++++ Selected extract
Class NaiveBayesMultinomialText

java.lang.Object
weka.classifiers.AbstractClassifier
weka.classifiers.bayes.NaiveBayesMultinomialText
All Implemented Interfaces:
Serializable, Cloneable, Classifier, UpdateableBatchProcessor, UpdateableClassifier, Aggregateable<NaiveBayesMultinomialText>, BatchPredictor, CapabilitiesHandler, CapabilitiesIgnorer, CommandlineRunnable, OptionHandler, RevisionHandler, WeightedInstancesHandler

Multinomial naive bayes for text data. Operates directly (and only) on String attributes. Other types of input attributes are accepted but ignored during training and classification

Valid options are:

 -W
  Use word frequencies instead of binary bag of words.
 -P <# instances>
  How often to prune the dictionary of low frequency words (default = 0, i.e. don't prune)
 -M <double>
  Minimum word frequency. Words with less than this frequence are ignored.
  If periodic pruning is turned on then this is also used to determine which
  words to remove from the dictionary (default = 3).
 -normalize
  Normalize document length (use in conjunction with -norm and -lnorm)
 -norm <num>
  Specify the norm that each instance must have (default 1.0)
 -lnorm <num>
  Specify L-norm to use (default 2.0)
 -lowercase
  Convert all tokens to lowercase before adding to the dictionary.
 -stopwords-handler
  The stopwords handler to use (default Null).
 -tokenizer <spec>
  The tokenizing algorihtm (classname plus parameters) to use.
  (default: weka.core.tokenizers.WordTokenizer)
 -stemmer <spec>
  The stemmering algorihtm (classname plus parameters) to use.
 -output-debug-info
  If set, classifier is run in debug mode and
  may output additional info to the console
 -do-not-check-capabilities
  If set, classifier capabilities are not checked before classifier is built
  (use with caution).
Author:
Mark Hall (mhall{[at]}pentaho{[dot]}com), Andrew Golightly (acg4@cs.waikato.ac.nz), Bernhard Pfahringer (bernhard@cs.waikato.ac.nz)
See Also:
  • Constructor Details

    • NaiveBayesMultinomialText

      public NaiveBayesMultinomialText()
  • Method Details

    • globalInfo

      public String globalInfo()
++++++++
| Set problem A |
In the class documentation, what is the default minimum word frequency for the -M option?
The class documentation and the rows are unrelated material.
++++ Supplied data
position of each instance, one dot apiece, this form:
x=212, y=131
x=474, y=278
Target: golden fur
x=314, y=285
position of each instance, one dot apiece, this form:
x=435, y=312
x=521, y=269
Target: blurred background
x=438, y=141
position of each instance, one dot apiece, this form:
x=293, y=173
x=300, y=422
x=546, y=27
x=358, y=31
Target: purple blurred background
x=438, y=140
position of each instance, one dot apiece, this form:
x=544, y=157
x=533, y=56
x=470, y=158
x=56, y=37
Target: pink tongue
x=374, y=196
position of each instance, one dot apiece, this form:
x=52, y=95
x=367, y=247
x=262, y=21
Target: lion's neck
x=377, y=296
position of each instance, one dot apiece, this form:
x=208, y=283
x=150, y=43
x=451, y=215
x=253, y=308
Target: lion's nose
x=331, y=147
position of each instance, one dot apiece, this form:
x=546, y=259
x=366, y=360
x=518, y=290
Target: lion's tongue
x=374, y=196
++++++++
| Set problem B |
Copy every line of the rows from the first line through the line that contains "x=438, y=141", requests included. Multiply the x and y coordinates in the answers by 0.3 and round them to whole numbers, with halves rounded up, but leave the coordinates in the requests and their format samples unchanged.

| Final answer A |
3

| Final answer B |
position of each instance, one dot apiece, this form:
x=212, y=131
x=474, y=278
Target: golden fur
x=94, y=86
position of each instance, one dot apiece, this form:
x=435, y=312
x=521, y=269
Target: blurred background
x=131, y=42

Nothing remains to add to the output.